Problem to solve => Your task is to write out exactly the lines from the line containing "Where can you see the window?" through the end of the records, inclusive at both ends.

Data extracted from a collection
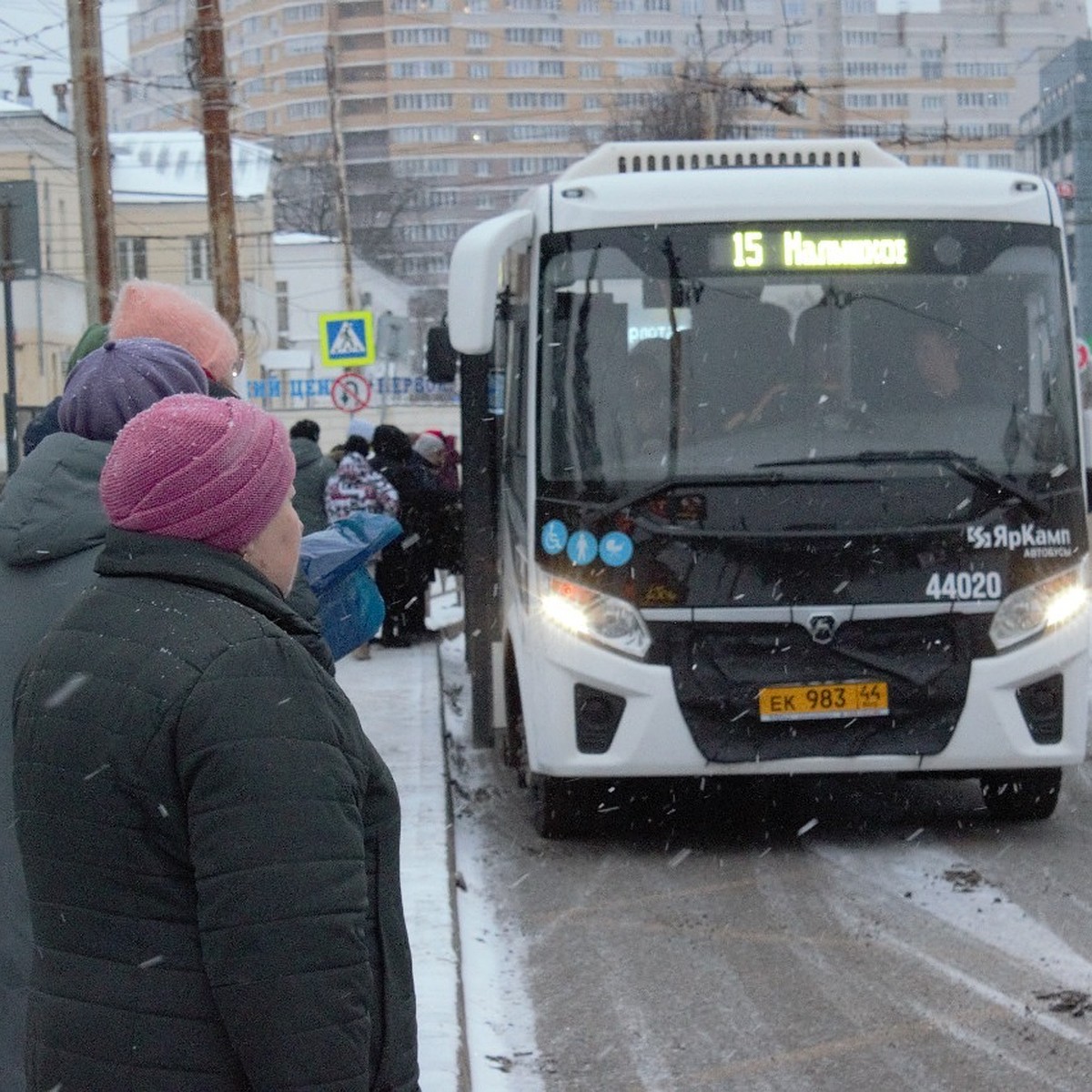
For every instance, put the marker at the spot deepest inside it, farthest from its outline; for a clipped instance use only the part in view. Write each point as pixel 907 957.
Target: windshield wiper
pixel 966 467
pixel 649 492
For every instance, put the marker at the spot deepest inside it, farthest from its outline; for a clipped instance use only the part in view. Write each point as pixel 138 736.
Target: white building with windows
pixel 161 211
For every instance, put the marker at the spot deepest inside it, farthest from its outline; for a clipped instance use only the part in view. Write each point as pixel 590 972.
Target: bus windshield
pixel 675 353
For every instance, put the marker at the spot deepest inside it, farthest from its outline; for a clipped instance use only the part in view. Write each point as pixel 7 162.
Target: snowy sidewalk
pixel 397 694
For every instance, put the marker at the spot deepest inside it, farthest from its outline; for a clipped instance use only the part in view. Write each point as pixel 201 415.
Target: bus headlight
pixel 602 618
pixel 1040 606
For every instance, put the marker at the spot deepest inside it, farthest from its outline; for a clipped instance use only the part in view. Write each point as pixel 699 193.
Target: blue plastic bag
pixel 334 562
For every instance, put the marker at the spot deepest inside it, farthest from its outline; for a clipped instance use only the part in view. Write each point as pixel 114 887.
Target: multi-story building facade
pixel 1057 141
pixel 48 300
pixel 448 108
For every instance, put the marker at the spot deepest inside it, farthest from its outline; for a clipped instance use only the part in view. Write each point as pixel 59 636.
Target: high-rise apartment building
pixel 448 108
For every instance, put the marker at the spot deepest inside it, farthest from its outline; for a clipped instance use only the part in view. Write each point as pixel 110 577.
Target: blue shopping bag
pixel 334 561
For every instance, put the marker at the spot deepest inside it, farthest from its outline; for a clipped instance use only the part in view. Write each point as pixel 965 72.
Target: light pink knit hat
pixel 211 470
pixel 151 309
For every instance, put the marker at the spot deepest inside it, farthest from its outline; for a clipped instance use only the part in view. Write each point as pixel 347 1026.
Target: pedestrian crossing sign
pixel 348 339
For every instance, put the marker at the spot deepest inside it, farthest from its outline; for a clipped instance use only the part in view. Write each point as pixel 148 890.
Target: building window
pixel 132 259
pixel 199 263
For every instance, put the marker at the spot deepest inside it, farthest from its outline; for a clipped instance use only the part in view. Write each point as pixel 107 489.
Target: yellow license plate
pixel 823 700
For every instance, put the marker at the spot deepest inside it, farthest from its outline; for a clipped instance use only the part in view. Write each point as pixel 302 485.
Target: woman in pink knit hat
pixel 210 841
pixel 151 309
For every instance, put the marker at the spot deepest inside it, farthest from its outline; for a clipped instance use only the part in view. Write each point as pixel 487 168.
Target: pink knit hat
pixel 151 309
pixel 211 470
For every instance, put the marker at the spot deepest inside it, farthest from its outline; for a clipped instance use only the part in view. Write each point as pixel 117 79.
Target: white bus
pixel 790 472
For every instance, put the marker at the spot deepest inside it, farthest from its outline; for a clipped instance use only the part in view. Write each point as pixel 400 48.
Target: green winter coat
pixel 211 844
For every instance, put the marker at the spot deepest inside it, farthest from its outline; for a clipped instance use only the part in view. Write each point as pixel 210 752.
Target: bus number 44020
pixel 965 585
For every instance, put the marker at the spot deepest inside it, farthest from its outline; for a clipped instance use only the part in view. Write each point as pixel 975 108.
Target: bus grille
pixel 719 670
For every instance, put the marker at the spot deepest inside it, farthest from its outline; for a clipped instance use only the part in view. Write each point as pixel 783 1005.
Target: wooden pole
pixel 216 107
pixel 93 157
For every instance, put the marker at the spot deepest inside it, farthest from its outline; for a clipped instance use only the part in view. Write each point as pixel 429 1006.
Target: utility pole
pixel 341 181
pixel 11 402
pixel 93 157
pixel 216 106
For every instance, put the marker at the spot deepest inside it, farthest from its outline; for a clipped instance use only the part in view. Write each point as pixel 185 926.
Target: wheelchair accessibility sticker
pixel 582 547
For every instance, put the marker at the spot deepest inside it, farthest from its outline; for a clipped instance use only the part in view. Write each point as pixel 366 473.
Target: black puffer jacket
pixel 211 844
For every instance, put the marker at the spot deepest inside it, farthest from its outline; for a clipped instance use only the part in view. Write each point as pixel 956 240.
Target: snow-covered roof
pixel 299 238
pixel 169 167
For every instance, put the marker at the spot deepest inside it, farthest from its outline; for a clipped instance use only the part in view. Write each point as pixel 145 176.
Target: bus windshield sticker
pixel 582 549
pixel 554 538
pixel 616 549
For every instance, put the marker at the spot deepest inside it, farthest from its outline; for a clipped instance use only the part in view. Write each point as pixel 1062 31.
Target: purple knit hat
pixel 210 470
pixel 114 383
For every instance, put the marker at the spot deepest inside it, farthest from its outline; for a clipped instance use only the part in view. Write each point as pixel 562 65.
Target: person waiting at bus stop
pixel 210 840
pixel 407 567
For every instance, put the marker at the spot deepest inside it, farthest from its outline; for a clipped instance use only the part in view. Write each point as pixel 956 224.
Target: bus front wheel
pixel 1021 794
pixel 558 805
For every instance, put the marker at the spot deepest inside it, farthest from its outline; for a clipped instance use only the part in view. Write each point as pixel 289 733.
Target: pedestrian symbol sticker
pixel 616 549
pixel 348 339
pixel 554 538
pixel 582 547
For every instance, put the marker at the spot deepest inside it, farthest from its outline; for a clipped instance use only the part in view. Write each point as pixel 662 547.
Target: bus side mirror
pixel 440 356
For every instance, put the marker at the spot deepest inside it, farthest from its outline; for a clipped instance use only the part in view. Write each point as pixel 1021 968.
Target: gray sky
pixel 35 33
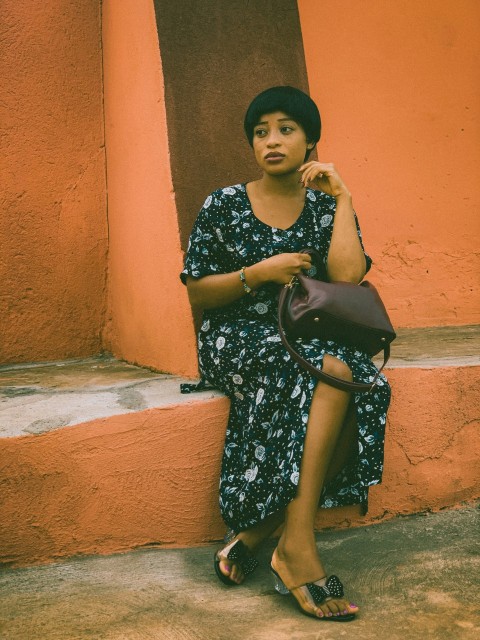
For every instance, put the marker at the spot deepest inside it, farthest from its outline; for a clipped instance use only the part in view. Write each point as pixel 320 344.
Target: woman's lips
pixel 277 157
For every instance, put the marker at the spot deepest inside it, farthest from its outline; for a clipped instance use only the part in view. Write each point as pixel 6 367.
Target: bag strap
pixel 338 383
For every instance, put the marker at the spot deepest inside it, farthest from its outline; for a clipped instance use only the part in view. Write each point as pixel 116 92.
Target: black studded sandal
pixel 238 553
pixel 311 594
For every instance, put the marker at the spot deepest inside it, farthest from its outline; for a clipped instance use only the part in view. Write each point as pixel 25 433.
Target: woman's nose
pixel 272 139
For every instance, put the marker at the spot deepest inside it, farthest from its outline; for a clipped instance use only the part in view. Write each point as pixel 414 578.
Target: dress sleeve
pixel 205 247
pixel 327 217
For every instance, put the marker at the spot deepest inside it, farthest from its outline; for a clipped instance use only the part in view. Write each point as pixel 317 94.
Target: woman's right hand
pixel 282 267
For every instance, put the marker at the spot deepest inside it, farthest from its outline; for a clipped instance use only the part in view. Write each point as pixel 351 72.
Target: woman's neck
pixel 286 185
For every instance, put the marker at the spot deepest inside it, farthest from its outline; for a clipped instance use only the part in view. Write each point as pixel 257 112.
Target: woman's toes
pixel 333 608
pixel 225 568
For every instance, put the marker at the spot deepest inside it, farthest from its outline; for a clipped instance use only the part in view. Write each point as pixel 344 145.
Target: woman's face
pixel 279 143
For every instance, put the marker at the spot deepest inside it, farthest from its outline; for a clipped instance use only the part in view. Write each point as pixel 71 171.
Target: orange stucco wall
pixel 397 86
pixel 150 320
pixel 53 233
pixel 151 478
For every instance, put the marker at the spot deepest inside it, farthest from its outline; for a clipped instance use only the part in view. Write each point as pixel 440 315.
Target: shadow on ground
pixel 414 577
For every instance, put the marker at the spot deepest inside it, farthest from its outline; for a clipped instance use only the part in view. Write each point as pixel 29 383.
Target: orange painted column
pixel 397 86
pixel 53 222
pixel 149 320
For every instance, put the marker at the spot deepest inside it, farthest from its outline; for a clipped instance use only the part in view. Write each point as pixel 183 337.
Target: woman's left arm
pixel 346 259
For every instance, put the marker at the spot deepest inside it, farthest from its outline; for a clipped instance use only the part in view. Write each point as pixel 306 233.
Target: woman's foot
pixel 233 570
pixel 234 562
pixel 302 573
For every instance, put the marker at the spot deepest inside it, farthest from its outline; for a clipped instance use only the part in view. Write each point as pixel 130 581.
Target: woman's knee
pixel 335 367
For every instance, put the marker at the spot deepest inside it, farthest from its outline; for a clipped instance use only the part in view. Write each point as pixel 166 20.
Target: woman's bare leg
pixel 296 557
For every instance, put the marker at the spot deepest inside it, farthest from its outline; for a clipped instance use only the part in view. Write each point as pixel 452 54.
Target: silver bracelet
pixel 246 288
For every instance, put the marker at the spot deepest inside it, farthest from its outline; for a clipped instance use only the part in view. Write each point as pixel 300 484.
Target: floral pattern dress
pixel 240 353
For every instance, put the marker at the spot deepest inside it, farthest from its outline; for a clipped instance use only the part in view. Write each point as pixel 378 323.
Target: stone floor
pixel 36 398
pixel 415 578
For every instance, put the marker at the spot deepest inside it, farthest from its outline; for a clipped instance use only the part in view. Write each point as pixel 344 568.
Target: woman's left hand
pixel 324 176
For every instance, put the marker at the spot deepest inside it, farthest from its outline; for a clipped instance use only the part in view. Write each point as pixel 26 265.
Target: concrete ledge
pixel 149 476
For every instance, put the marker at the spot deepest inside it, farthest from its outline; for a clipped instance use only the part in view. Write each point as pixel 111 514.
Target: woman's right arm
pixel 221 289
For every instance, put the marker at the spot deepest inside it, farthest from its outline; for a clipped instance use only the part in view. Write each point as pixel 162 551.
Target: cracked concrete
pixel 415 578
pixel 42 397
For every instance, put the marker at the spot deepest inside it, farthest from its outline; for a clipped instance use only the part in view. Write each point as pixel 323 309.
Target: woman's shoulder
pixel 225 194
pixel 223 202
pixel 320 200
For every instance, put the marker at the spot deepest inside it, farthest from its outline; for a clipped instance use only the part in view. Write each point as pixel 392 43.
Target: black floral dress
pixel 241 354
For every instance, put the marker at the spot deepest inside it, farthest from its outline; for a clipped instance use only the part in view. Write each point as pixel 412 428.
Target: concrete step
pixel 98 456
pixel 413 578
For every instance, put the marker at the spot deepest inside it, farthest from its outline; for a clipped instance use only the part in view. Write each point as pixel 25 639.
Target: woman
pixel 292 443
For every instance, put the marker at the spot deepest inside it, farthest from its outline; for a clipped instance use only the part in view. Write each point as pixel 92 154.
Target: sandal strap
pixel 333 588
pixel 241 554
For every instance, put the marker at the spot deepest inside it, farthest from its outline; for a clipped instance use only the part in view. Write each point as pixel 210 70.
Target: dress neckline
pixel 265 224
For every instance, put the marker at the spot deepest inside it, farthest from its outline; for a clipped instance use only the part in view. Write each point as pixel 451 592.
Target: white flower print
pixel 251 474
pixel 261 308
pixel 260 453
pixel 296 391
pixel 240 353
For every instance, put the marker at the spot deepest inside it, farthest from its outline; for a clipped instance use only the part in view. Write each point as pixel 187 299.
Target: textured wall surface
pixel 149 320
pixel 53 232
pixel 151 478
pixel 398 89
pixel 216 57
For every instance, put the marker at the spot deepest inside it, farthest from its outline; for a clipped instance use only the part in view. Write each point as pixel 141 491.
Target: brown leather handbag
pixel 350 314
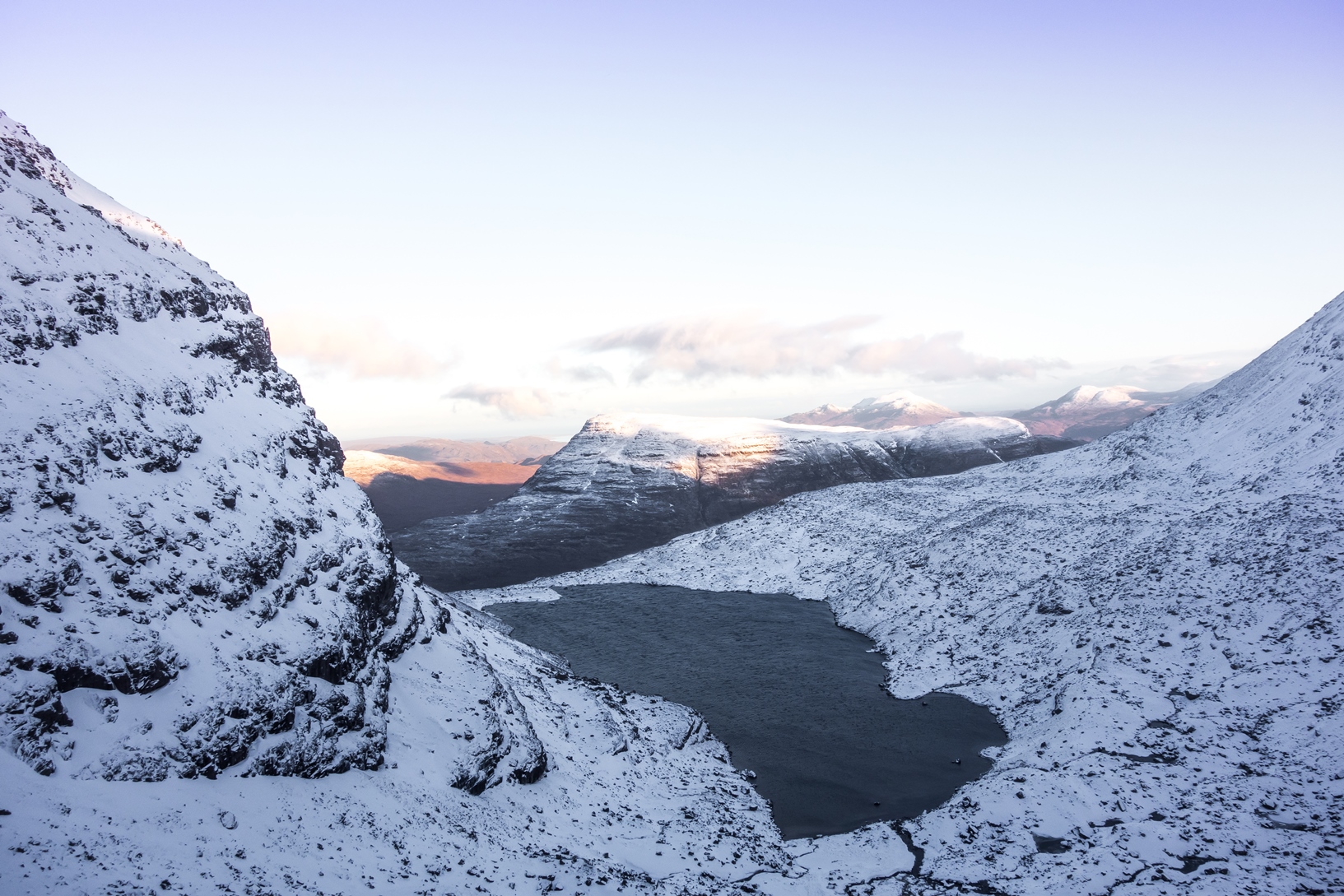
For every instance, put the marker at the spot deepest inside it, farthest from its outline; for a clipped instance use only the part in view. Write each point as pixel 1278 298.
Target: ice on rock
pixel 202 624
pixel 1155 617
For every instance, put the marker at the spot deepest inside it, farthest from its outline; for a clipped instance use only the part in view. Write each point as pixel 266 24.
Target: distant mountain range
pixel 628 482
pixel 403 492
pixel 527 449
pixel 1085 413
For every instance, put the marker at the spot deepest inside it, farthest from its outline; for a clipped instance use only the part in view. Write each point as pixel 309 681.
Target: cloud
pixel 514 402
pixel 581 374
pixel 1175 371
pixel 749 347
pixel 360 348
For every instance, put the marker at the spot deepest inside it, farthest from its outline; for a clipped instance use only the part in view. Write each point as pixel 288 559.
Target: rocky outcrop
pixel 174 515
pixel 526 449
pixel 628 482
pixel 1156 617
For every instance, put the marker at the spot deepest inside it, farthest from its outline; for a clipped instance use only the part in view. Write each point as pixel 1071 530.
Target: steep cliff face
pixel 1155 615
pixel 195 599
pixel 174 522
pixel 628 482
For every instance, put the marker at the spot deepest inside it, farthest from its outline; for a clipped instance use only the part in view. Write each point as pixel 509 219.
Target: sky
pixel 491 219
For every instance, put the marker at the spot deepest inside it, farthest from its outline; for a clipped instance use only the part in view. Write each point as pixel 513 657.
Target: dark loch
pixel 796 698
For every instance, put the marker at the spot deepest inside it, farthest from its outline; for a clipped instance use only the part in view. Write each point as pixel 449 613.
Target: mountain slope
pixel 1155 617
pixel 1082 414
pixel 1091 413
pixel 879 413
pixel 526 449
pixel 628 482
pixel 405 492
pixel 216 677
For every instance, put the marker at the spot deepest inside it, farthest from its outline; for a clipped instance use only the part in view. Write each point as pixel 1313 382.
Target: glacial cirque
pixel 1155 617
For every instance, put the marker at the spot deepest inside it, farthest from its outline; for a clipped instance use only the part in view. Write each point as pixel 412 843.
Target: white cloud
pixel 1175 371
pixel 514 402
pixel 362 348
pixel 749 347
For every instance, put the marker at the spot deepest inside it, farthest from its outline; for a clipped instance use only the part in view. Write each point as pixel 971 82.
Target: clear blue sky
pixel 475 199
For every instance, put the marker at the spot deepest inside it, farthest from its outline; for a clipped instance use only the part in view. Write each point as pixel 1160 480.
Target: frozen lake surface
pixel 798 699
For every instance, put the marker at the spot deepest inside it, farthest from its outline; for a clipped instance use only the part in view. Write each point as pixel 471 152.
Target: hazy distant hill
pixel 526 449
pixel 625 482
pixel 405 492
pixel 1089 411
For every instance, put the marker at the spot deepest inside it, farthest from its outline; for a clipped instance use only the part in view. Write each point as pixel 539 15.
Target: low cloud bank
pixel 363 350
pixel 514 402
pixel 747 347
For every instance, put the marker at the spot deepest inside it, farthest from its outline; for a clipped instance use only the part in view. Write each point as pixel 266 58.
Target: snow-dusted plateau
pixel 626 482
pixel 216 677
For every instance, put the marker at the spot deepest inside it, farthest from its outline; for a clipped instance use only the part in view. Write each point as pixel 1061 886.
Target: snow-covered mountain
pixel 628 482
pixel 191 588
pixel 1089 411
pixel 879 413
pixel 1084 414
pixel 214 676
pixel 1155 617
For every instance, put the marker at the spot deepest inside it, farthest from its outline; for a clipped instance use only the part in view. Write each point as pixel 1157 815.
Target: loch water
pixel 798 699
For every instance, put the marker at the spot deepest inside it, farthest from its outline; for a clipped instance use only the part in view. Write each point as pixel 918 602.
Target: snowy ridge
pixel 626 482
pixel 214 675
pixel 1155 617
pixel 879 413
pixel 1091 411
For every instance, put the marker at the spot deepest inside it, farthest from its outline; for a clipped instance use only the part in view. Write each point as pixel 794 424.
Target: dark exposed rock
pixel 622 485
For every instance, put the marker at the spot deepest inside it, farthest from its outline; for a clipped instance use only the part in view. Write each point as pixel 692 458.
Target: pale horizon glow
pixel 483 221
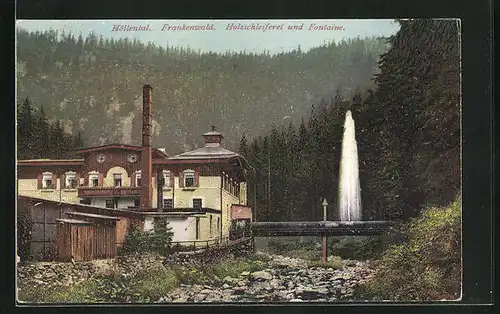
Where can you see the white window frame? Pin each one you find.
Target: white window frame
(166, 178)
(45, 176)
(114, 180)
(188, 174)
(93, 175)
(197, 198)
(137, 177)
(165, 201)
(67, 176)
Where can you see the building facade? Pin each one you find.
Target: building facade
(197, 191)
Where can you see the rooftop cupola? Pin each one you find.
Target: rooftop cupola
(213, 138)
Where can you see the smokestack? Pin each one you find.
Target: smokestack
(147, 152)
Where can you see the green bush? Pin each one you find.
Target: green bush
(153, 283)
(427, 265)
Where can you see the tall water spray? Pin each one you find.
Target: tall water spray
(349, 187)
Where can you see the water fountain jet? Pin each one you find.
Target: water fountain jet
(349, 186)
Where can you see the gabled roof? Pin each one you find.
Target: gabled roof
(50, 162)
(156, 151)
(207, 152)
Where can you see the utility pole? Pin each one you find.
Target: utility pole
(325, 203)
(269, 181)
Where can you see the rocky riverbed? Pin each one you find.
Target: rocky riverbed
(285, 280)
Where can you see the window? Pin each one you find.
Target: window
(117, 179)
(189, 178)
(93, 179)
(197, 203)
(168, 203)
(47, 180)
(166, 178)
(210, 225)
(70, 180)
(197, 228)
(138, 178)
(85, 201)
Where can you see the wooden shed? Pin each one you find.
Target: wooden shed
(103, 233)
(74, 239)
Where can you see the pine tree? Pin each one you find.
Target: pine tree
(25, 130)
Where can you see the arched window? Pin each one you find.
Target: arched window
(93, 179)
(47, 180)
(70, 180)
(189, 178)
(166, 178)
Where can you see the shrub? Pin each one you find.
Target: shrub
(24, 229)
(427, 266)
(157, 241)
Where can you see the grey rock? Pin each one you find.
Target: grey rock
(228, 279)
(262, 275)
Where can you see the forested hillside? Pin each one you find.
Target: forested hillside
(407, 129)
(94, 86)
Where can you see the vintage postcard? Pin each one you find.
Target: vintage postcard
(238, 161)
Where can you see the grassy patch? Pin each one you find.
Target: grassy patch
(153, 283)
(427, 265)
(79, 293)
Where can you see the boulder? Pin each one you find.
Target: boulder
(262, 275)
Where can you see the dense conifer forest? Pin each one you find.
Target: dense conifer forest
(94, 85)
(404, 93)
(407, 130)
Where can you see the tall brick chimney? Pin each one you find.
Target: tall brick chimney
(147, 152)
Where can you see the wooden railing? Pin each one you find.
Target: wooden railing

Response to the task =>
Where can you see the window? Pin each one you find.
Target: window
(117, 179)
(189, 178)
(93, 179)
(197, 203)
(168, 203)
(47, 180)
(166, 178)
(210, 225)
(70, 180)
(197, 228)
(138, 178)
(85, 201)
Where can you see the wooden shed? Pin each one you find.
Target: wooden shed
(103, 233)
(74, 239)
Where can you see the pine tree? Pin each one you find.
Target: pine tree
(25, 130)
Where can you see the arched window? Pin each one you find.
Target: arched window
(93, 179)
(47, 180)
(70, 180)
(189, 178)
(166, 178)
Where can you see the shrub? Pin each one you find.
Target: shrub
(24, 229)
(427, 266)
(157, 241)
Where can you see the grey rock? Pin each one you find.
Target: grey rock
(228, 279)
(262, 275)
Where can you see the forested hillside? Pin each one you find.
Target: forested hillside
(407, 129)
(94, 86)
Where can you see the vintage postcard? Pin each one you find.
Target: vintage postcard
(238, 161)
Where can you see the grassy patch? Pin each one you find.
Target: grassy patch
(153, 283)
(427, 265)
(79, 293)
Where can you see the boulder? Pin each one you find.
Target: boulder
(262, 275)
Where can you see the dense conifer forest? Pin each one you find.
Target: dense conifer forest
(94, 85)
(404, 93)
(407, 130)
Where can you see the tall brick chimney? Pin each one you find.
Target: tall brick chimney
(147, 152)
Where can you see the wooden railing? Pin each one you find.
Target: wooden railing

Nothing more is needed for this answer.